* **STATED PROBLEM**: Output the listing below as a Markdown table with the columns "No." and "Listing line", from its first line through the line containing "pixel 163 558", inclusive. Number each row and leave out blank lines.

* **LISTED RECORDS**:
----

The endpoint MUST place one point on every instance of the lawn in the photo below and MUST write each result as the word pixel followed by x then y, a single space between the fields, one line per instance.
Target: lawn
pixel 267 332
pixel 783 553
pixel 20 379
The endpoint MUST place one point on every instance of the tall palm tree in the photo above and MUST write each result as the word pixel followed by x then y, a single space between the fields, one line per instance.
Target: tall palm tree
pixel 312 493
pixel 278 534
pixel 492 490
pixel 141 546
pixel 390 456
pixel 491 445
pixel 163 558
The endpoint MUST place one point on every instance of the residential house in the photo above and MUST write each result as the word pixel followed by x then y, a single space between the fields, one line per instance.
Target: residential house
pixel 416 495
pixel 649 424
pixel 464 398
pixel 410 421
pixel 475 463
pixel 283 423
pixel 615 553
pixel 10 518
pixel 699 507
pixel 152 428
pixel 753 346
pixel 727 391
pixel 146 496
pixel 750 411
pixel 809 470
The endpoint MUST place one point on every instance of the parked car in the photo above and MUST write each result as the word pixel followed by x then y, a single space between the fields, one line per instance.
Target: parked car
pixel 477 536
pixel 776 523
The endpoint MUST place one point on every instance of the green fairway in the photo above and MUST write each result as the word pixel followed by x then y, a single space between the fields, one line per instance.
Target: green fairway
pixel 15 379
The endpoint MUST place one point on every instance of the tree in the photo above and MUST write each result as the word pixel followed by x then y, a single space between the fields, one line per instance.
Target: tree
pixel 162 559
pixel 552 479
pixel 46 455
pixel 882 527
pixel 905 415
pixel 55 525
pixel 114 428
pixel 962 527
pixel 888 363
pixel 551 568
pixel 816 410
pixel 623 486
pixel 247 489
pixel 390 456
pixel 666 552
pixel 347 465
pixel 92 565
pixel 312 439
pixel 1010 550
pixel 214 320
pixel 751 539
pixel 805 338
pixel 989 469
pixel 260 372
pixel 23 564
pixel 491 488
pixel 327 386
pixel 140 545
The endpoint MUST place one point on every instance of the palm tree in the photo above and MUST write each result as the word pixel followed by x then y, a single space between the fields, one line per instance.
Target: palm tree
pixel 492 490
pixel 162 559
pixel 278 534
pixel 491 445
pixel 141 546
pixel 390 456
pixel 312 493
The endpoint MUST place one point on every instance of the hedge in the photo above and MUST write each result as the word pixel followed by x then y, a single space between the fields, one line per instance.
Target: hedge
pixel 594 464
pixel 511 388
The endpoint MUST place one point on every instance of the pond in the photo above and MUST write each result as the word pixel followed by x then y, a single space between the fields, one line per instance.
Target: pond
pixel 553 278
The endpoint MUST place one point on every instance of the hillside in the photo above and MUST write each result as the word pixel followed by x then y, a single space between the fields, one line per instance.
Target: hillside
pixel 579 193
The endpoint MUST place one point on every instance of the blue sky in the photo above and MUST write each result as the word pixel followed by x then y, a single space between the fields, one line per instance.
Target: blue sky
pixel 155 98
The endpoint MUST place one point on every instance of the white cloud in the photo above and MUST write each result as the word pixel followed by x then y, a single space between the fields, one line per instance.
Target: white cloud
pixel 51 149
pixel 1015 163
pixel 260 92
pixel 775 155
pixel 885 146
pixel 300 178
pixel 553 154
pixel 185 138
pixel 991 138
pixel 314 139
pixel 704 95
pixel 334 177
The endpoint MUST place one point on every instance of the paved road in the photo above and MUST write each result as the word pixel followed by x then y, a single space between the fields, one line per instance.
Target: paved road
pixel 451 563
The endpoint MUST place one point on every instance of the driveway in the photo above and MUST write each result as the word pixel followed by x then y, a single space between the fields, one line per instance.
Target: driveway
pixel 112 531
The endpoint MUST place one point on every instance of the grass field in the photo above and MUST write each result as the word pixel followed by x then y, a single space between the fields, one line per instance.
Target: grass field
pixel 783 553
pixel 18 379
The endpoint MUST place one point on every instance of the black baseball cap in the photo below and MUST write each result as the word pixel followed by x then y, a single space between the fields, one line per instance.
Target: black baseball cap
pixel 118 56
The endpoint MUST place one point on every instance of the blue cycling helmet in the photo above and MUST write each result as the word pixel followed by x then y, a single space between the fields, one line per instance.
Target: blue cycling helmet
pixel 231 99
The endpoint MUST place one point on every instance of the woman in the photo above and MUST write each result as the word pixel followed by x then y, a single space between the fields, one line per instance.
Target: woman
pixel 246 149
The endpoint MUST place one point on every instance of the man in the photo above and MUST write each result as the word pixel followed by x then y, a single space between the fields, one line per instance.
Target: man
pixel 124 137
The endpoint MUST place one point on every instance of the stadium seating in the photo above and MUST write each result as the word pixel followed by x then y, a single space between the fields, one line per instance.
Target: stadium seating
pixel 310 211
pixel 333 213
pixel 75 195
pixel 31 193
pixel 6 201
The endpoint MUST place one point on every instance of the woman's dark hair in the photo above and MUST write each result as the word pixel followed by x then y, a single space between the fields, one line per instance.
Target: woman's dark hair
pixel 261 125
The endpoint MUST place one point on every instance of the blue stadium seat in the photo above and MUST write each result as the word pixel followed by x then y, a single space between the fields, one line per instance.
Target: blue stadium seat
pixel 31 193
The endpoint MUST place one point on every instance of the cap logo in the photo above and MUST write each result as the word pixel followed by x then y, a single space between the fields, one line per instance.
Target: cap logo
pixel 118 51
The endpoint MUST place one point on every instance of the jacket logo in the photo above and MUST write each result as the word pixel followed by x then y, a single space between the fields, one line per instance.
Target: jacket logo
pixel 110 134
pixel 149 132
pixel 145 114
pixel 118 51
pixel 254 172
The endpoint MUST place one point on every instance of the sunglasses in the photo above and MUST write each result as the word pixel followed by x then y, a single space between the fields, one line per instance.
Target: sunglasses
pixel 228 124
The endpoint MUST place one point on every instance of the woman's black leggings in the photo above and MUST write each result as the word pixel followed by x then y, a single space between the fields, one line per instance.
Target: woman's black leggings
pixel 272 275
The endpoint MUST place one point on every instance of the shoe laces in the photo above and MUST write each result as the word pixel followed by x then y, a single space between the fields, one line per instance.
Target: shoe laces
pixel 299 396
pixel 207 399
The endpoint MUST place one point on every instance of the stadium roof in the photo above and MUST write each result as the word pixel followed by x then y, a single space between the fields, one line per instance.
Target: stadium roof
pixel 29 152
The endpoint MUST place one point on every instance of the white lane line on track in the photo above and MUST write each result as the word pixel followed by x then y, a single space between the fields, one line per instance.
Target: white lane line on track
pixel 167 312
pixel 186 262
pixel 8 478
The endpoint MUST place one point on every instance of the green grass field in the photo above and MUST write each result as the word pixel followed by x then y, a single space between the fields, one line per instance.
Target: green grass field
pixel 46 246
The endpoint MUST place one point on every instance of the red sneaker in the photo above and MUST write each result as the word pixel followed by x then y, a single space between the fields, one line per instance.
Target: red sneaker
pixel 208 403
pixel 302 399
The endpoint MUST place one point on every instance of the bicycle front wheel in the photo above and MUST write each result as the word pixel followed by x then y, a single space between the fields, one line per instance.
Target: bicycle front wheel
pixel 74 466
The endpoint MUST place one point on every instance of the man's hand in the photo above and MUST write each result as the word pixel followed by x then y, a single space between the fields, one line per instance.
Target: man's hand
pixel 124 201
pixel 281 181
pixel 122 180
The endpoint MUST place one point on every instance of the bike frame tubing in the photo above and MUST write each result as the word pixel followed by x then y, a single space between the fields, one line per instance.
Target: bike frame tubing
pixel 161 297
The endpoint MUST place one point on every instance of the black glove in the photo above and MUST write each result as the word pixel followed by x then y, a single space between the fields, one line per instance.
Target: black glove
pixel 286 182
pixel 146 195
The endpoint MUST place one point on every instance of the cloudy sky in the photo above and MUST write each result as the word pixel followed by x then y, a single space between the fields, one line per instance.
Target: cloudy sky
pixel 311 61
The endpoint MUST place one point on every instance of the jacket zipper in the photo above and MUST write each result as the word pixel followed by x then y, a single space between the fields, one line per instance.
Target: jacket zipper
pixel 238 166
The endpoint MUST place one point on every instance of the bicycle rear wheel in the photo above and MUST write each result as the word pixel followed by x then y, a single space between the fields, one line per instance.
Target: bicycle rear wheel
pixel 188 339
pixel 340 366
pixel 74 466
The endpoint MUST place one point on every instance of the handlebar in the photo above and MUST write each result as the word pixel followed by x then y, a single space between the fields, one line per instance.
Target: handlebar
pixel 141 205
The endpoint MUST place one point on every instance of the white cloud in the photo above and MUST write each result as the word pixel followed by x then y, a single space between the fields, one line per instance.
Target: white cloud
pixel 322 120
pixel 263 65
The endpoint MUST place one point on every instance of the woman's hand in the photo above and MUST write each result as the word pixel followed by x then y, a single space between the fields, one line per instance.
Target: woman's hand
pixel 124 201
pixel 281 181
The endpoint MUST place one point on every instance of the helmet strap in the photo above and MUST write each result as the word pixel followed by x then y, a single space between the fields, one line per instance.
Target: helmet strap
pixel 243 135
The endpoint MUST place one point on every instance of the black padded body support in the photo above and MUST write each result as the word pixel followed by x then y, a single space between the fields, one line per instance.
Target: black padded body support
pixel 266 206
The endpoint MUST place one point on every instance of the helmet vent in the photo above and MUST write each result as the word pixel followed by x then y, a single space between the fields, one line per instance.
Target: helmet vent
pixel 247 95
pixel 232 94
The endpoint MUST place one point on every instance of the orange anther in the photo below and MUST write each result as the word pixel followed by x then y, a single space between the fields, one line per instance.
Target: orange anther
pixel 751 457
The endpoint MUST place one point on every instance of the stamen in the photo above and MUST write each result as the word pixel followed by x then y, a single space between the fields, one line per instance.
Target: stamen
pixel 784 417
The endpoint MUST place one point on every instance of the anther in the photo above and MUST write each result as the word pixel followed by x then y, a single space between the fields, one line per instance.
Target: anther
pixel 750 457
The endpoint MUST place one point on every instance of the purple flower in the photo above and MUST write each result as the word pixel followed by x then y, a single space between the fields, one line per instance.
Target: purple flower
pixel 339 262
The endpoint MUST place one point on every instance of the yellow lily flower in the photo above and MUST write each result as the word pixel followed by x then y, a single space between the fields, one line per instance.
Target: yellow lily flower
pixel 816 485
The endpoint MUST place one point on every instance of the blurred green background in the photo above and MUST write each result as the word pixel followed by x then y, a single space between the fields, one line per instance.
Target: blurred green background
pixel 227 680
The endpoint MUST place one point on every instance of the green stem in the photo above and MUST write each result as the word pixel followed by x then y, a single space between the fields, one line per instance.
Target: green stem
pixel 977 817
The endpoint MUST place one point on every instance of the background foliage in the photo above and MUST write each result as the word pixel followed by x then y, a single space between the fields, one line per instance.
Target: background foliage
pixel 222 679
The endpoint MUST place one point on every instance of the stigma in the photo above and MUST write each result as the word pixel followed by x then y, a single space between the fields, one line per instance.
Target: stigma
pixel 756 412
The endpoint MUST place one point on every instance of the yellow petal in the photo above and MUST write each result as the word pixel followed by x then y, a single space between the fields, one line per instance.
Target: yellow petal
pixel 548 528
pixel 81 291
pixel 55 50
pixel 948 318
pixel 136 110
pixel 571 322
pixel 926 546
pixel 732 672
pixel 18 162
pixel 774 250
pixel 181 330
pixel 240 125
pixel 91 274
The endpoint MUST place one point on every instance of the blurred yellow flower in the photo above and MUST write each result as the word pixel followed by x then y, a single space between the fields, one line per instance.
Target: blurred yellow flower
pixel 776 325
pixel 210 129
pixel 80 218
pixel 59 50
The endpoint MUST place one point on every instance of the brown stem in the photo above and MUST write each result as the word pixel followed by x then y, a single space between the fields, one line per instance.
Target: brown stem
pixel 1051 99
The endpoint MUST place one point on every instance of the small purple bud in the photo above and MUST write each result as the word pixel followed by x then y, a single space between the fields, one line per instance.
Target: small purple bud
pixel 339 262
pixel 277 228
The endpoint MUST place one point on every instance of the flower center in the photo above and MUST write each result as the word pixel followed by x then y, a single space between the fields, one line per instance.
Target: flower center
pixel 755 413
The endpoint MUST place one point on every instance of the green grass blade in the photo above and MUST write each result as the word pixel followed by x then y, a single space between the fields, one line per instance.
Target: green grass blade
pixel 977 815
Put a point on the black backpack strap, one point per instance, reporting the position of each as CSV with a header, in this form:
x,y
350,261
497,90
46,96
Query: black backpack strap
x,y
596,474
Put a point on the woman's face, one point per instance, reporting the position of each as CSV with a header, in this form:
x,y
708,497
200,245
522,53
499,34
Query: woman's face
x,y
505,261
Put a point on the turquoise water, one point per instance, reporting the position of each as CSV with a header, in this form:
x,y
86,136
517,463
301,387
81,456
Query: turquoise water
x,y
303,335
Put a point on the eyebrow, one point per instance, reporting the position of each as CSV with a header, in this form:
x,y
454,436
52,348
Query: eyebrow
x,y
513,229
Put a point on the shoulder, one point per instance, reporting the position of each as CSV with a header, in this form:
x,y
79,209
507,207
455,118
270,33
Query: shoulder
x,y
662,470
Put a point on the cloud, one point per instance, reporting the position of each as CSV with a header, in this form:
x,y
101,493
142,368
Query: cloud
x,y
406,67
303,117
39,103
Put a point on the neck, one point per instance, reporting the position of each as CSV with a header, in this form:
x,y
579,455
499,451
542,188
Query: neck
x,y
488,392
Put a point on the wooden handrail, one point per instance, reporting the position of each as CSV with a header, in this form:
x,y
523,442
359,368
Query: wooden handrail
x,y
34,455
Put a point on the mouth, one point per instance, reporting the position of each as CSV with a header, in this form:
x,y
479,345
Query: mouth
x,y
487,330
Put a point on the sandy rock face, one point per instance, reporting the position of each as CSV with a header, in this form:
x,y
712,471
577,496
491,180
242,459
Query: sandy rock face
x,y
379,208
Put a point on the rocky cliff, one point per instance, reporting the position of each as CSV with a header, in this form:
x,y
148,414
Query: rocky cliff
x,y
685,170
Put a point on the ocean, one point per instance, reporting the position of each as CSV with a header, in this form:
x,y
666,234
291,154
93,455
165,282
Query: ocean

----

* **EXERCISE ANSWER**:
| No. | Listing line |
|---|---|
| 1 | The endpoint MUST place one point on every instance of the lawn in the photo below and MUST write each result as the word pixel followed by x then y, a single space between the fields, one line per instance. |
| 2 | Target: lawn |
| 3 | pixel 267 332 |
| 4 | pixel 783 553 |
| 5 | pixel 20 379 |
| 6 | The endpoint MUST place one point on every instance of the tall palm tree in the photo above and MUST write each result as the word pixel followed by x then y, a single space between the fields, one line per instance. |
| 7 | Target: tall palm tree |
| 8 | pixel 312 493 |
| 9 | pixel 278 534 |
| 10 | pixel 492 490 |
| 11 | pixel 141 546 |
| 12 | pixel 390 456 |
| 13 | pixel 491 445 |
| 14 | pixel 163 558 |